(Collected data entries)
═══

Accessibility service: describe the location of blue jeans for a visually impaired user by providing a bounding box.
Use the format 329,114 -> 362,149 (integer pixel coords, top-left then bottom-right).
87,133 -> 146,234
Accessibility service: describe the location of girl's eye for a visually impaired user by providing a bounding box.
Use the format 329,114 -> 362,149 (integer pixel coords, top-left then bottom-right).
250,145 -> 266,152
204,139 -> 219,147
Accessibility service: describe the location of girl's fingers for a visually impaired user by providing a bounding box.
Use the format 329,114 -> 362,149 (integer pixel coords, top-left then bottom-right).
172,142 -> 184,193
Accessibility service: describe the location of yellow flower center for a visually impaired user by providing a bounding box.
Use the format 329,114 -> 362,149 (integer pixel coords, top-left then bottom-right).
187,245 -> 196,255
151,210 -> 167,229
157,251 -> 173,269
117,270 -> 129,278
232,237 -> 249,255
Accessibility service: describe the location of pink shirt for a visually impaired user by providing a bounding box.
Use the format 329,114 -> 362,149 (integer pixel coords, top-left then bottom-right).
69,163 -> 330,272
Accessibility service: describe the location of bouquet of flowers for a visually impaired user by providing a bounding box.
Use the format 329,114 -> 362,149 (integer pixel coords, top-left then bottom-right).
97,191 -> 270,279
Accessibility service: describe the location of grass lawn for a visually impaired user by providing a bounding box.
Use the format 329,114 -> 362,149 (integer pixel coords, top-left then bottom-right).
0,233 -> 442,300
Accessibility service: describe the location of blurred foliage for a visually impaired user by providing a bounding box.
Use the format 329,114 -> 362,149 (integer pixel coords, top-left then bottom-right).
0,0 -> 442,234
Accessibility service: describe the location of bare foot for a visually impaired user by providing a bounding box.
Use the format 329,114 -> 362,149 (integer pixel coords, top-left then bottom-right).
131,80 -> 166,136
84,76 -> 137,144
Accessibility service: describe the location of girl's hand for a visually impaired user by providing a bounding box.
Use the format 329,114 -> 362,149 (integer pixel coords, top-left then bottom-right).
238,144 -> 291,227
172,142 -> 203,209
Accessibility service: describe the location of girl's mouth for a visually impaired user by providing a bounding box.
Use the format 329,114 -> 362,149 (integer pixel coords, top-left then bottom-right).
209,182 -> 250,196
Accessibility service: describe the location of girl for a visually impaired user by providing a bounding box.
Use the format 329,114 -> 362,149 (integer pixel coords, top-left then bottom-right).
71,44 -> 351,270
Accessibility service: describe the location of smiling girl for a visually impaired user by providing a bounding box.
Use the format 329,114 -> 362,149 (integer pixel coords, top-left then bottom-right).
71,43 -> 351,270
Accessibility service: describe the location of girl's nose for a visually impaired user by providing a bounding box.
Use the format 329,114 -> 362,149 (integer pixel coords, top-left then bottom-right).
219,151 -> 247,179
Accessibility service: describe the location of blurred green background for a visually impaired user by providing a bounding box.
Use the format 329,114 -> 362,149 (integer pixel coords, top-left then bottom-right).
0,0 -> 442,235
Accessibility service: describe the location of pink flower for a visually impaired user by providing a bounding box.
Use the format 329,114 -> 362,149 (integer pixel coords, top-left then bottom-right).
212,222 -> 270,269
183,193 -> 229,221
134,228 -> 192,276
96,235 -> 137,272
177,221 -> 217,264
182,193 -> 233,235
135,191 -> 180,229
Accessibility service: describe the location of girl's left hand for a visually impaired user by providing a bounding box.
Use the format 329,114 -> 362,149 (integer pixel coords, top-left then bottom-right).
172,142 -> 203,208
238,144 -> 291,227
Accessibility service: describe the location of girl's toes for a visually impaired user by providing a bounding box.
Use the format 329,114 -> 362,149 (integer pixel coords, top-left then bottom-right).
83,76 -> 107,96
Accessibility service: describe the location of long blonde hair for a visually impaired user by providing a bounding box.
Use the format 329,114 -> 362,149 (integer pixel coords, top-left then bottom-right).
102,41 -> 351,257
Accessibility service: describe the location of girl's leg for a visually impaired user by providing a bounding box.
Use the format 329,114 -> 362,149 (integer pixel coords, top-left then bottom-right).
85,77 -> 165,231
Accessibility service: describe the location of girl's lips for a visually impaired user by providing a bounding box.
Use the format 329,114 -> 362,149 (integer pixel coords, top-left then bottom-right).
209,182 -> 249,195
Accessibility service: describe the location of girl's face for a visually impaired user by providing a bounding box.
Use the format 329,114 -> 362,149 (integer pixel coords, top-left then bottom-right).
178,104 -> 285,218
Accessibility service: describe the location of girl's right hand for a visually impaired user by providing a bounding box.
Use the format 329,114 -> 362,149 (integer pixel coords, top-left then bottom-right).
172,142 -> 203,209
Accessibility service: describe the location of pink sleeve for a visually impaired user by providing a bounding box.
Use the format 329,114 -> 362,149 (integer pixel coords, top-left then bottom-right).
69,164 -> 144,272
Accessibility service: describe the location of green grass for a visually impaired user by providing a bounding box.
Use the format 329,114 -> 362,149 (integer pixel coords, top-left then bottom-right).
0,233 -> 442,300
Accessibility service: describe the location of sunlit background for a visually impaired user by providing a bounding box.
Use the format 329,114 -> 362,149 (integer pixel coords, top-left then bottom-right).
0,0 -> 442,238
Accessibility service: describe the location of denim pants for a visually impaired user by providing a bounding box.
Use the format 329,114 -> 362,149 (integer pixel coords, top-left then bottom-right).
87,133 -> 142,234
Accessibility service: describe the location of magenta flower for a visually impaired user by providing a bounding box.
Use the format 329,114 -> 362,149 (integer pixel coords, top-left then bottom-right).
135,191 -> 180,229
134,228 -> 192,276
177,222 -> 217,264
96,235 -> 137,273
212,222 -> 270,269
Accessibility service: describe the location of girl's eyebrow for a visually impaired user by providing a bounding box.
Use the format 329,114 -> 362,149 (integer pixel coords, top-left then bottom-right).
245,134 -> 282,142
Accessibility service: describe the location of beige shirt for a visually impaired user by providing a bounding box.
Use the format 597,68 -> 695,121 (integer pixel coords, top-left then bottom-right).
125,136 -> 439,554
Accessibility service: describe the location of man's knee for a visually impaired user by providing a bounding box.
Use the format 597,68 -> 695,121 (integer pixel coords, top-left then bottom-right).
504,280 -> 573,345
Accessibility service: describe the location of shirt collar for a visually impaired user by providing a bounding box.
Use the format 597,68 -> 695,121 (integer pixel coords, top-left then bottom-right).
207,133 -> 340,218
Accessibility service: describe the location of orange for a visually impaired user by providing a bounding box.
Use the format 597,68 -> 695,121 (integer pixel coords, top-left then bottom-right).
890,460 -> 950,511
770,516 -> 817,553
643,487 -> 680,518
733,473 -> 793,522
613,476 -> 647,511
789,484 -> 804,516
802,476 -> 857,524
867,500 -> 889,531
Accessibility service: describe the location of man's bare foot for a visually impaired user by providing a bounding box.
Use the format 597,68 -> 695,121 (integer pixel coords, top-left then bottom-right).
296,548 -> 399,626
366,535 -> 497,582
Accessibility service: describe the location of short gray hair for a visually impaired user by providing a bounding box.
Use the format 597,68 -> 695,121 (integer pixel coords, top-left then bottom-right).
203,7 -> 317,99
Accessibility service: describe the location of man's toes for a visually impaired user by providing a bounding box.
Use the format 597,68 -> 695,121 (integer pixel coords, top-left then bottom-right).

═══

#### REQUIRED TASK:
Write out every line in the entries from the one containing "Accessibility service: describe the location of man's knee" down to the one containing "207,133 -> 340,218". Shift each coordinate in the bounding-box answers up by 51, and keep all other lines unchanged.

#### FINISHED ANSWER:
Accessibility service: describe the location of man's knee for a visually impaired user by providing a bounding box.
Use the format 597,68 -> 695,121 (integer pixel coords, top-left then bottom-right).
555,331 -> 624,396
Accessibility service: describe the location of shirt collar for a visually impaired user by providing a bounding box.
Use the format 597,68 -> 695,121 (integer pixel coords, top-left then bottom-right).
258,184 -> 391,269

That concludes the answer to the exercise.